* [WORK TO DO]
From the records below, copy out every line that contains the word "branch".

#### EXERCISE DATA

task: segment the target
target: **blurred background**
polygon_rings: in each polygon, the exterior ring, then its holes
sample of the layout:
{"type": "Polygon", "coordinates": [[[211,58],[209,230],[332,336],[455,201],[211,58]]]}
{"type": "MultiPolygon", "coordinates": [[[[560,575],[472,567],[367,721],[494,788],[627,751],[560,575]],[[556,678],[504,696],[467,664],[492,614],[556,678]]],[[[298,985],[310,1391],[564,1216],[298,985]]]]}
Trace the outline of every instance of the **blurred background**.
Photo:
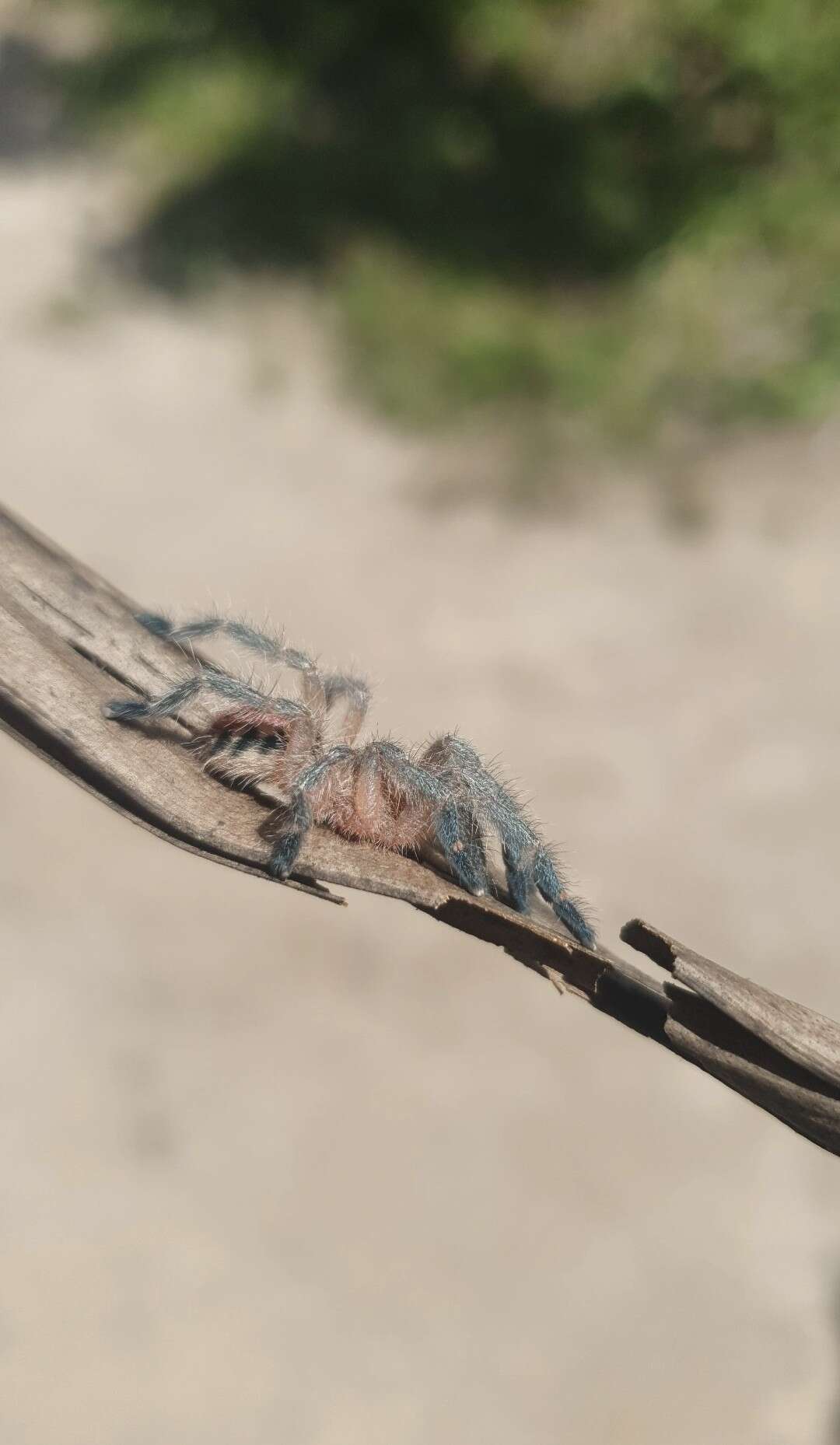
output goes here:
{"type": "MultiPolygon", "coordinates": [[[[3,501],[834,1017],[839,68],[815,0],[0,7],[3,501]]],[[[0,770],[3,1441],[839,1445],[833,1159],[0,770]]]]}

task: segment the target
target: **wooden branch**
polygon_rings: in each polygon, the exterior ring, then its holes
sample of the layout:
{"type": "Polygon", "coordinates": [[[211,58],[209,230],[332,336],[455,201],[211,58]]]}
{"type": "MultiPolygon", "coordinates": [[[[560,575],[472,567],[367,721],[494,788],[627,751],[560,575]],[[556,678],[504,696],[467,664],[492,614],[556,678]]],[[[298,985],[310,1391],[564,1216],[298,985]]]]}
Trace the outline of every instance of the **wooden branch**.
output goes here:
{"type": "MultiPolygon", "coordinates": [[[[0,727],[108,806],[169,842],[269,879],[270,801],[224,786],[182,746],[187,727],[119,727],[103,704],[160,692],[184,656],[134,621],[137,607],[0,510],[0,727]]],[[[289,887],[344,903],[325,884],[402,899],[496,944],[601,1013],[714,1074],[729,1088],[840,1153],[840,1027],[700,958],[639,920],[622,936],[671,975],[587,949],[547,918],[476,899],[399,854],[312,831],[289,887]]]]}

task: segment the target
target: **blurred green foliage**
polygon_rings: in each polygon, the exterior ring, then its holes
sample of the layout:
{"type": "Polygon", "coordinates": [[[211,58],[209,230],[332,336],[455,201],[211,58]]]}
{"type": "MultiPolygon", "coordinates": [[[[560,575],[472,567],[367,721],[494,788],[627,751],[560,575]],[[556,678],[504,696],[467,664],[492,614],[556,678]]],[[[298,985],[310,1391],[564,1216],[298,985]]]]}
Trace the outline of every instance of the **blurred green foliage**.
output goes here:
{"type": "Polygon", "coordinates": [[[827,0],[98,0],[65,68],[173,290],[314,275],[390,413],[522,403],[652,439],[840,376],[827,0]]]}

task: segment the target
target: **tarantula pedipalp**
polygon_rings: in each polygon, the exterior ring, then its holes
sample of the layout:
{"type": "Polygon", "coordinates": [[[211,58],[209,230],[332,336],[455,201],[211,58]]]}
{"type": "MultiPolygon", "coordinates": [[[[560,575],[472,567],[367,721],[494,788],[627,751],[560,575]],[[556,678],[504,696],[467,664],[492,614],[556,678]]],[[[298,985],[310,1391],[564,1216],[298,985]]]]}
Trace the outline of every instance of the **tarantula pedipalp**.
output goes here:
{"type": "Polygon", "coordinates": [[[142,614],[139,621],[179,644],[194,670],[159,698],[110,702],[107,715],[119,721],[176,717],[201,695],[218,704],[208,733],[194,743],[205,764],[227,782],[259,783],[279,793],[269,858],[276,877],[289,876],[315,822],[351,841],[399,853],[422,854],[437,845],[461,887],[486,893],[487,835],[496,834],[512,906],[526,912],[536,890],[574,938],[587,946],[594,942],[549,848],[464,738],[448,734],[413,751],[389,738],[357,744],[370,701],[360,678],[321,672],[305,652],[247,623],[214,616],[175,627],[155,614],[142,614]],[[224,636],[260,653],[267,665],[298,672],[299,696],[275,696],[215,663],[197,660],[189,643],[211,636],[224,636]]]}

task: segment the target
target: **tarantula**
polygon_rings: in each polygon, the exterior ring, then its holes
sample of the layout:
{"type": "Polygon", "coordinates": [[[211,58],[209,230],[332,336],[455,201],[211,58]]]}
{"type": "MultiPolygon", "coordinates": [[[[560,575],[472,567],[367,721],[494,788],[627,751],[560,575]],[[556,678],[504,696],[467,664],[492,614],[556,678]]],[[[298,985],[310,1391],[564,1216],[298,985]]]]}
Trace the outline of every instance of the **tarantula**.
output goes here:
{"type": "Polygon", "coordinates": [[[586,945],[594,942],[593,928],[570,897],[549,848],[510,790],[464,738],[448,734],[411,753],[389,738],[356,746],[370,702],[361,678],[321,672],[305,652],[247,623],[214,616],[175,627],[150,613],[137,620],[181,644],[195,670],[159,698],[110,702],[106,715],[119,721],[176,717],[201,695],[218,701],[210,731],[194,746],[227,782],[262,783],[279,793],[269,858],[276,877],[289,876],[317,822],[344,838],[400,853],[419,854],[437,845],[461,887],[486,893],[492,831],[502,845],[512,906],[523,913],[536,890],[574,938],[586,945]],[[192,640],[214,634],[260,653],[267,665],[299,673],[299,696],[276,696],[215,663],[195,659],[192,640]]]}

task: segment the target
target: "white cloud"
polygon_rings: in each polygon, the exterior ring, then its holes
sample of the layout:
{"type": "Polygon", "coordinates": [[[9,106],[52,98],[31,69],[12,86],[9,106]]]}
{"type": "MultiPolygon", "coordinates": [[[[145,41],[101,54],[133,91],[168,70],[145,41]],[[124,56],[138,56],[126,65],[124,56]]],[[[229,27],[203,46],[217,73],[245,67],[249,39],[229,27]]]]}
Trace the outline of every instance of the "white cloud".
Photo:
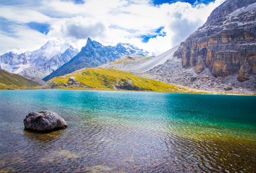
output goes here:
{"type": "Polygon", "coordinates": [[[17,23],[49,23],[52,20],[51,17],[36,11],[11,6],[0,6],[0,17],[17,23]]]}
{"type": "Polygon", "coordinates": [[[31,50],[47,39],[71,42],[81,48],[91,37],[105,45],[132,43],[159,55],[183,41],[224,1],[208,5],[177,2],[153,6],[149,0],[87,0],[82,4],[44,0],[39,7],[1,5],[0,17],[19,25],[13,33],[15,38],[0,33],[0,54],[19,47],[31,50]],[[29,22],[48,23],[50,31],[45,35],[22,25],[29,22]],[[163,27],[165,35],[142,42],[140,36],[156,35],[154,31],[163,27]],[[26,44],[22,45],[22,42],[26,44]]]}

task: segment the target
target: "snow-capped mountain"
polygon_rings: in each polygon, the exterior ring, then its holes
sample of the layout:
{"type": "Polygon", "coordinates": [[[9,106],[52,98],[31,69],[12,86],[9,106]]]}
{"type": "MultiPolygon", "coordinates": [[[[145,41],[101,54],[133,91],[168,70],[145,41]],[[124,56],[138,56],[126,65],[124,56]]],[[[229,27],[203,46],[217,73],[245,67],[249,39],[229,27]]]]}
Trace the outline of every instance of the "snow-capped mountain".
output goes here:
{"type": "Polygon", "coordinates": [[[99,42],[88,38],[86,45],[81,49],[80,53],[43,80],[47,81],[55,77],[64,75],[83,68],[95,67],[130,54],[148,57],[149,53],[128,43],[118,43],[114,47],[103,46],[99,42]]]}
{"type": "Polygon", "coordinates": [[[43,79],[57,69],[61,65],[67,63],[75,57],[77,53],[78,50],[71,46],[63,53],[54,55],[51,59],[42,65],[37,65],[27,68],[19,73],[19,75],[29,75],[36,77],[39,79],[43,79]]]}
{"type": "Polygon", "coordinates": [[[49,41],[34,51],[26,51],[19,55],[9,52],[0,56],[0,69],[41,79],[68,62],[78,52],[69,44],[49,41]]]}

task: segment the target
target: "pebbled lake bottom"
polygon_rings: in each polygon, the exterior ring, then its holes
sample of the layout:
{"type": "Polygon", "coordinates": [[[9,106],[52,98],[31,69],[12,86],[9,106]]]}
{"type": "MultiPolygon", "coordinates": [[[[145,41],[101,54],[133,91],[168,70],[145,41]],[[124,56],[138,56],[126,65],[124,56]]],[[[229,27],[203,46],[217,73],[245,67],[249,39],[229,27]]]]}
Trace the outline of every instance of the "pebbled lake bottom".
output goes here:
{"type": "Polygon", "coordinates": [[[0,172],[254,172],[256,97],[0,90],[0,172]],[[24,130],[33,111],[69,126],[24,130]]]}

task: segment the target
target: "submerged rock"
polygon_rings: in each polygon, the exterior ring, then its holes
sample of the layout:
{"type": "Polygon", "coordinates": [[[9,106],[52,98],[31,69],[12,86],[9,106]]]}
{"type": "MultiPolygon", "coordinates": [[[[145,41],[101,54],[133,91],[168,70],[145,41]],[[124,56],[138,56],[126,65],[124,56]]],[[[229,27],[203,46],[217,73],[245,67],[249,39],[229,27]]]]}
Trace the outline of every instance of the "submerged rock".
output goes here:
{"type": "Polygon", "coordinates": [[[23,120],[25,129],[43,132],[63,129],[67,127],[65,120],[55,112],[45,110],[31,112],[23,120]]]}

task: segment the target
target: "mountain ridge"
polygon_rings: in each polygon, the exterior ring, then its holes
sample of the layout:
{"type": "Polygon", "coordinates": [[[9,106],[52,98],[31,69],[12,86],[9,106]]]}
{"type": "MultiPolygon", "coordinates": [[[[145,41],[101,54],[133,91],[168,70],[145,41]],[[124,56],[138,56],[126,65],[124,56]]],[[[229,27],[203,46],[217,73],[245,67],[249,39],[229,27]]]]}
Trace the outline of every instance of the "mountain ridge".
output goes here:
{"type": "Polygon", "coordinates": [[[33,51],[26,51],[19,55],[10,51],[1,55],[0,69],[12,73],[30,75],[41,79],[69,61],[77,53],[77,49],[69,46],[67,43],[63,44],[50,40],[39,49],[33,51]],[[48,63],[54,56],[61,55],[68,49],[72,49],[73,53],[70,55],[68,59],[64,61],[65,62],[59,60],[59,62],[54,65],[48,63]],[[47,69],[40,72],[42,68],[47,69]]]}
{"type": "Polygon", "coordinates": [[[75,57],[43,80],[47,81],[55,77],[62,76],[81,69],[96,67],[131,53],[142,56],[149,54],[129,43],[119,43],[116,46],[103,46],[88,38],[85,46],[82,47],[75,57]]]}

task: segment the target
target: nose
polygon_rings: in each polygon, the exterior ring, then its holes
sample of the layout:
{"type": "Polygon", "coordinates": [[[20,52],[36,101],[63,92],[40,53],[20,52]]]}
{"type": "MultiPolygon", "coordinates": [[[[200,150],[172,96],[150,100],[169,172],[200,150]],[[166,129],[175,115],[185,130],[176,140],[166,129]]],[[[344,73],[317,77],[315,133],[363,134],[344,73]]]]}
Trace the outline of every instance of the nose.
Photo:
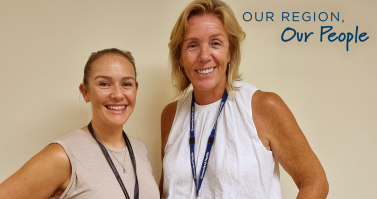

########

* [FINAL ANSWER]
target: **wooden branch**
Trace the outline of every instance of the **wooden branch**.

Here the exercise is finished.